Супрягой мог пахать только тот, кто имеет не менее 2 быков. Если имелся только один бык, удобнее было отдать его в «маин», на весеннюю пахоту, за что можно было получить 1/2 десятины, засеянной просом или пшеницей.
Большинство казахов-земледельцев (61,2 % общего числа) обрабатывало свои пашни супрягой, 22,7 % пахало самостоятельно, 10,9 % — посредством найма и 5,2 % — смешанно. В последнюю категорию входили также хозяева, нанимавшие пахать казахов или русских, имевших собственные орудия, но пахавших скотом хозяина; сюда же входили те, кто одну часть пашни обрабатывал своим трудом или супрягой, а другую распахивал русский, «исполу».
Таким образом, только последние две категории земледельцев, составлявшие в сумме 16,1 % от общего числа, прибегали к наемной силе при обработке пашни, другие же, составлявшие 83,9 %, обрабатывали пашню самостоятельно или артелью[73].

* ПРЕДОСТАВЛЕННЫЙ МАТЕРИАЛ *
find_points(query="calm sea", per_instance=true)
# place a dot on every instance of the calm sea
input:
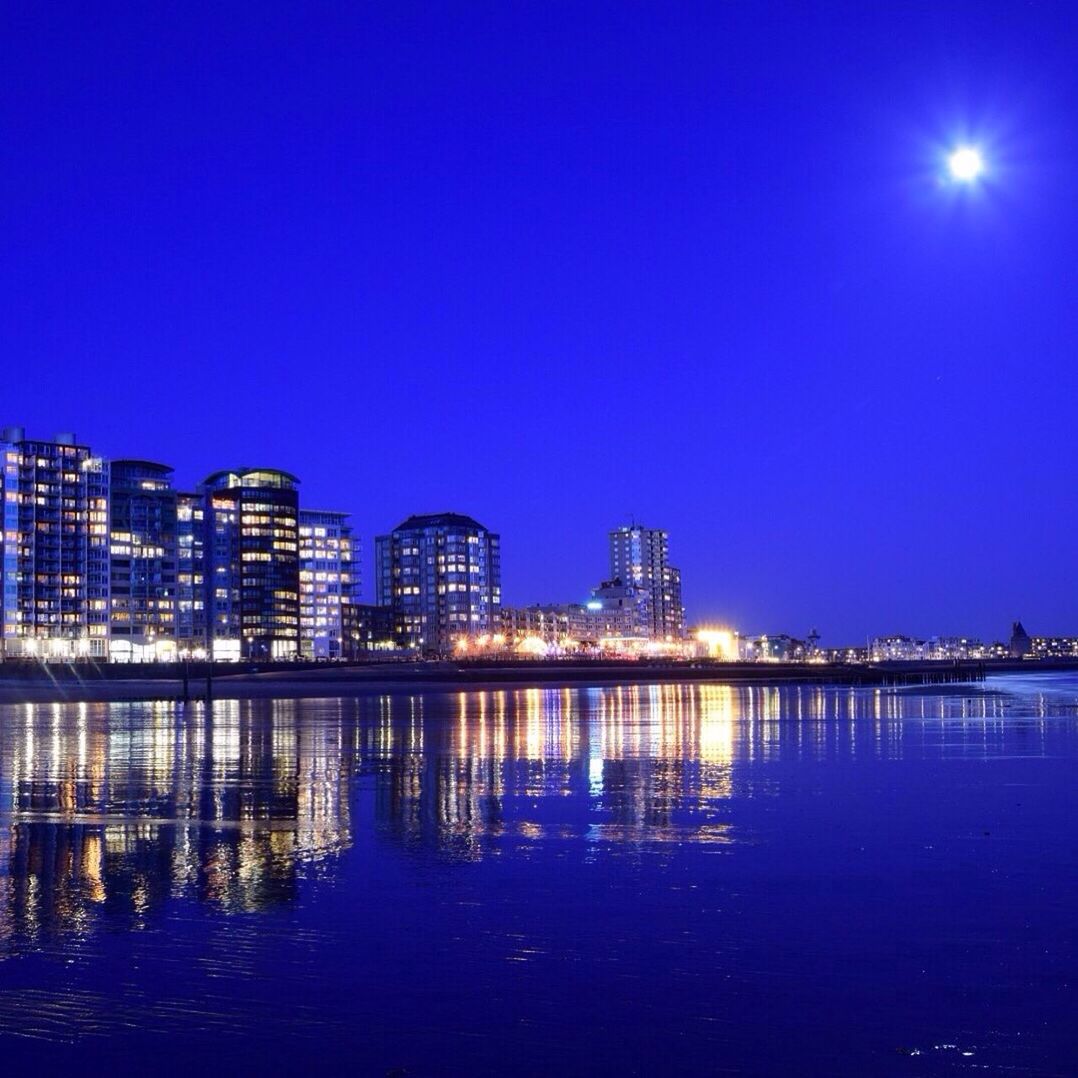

* ЗАДАНИЕ *
Перепишите часть фрагмента текста между словами «Большинство казахов-земледельцев (61,2» и «самостоятельно или артелью[73].», включительно, заменив «артелью» на «сообща».

* ПИСЬМЕННЫЙ ОТВЕТ *
Большинство казахов-земледельцев (61,2 % общего числа) обрабатывало свои пашни супрягой, 22,7 % пахало самостоятельно, 10,9 % — посредством найма и 5,2 % — смешанно. В последнюю категорию входили также хозяева, нанимавшие пахать казахов или русских, имевших собственные орудия, но пахавших скотом хозяина; сюда же входили те, кто одну часть пашни обрабатывал своим трудом или супрягой, а другую распахивал русский, «исполу».
Таким образом, только последние две категории земледельцев, составлявшие в сумме 16,1 % от общего числа, прибегали к наемной силе при обработке пашни, другие же, составлявшие 83,9 %, обрабатывали пашню самостоятельно или сообща[73].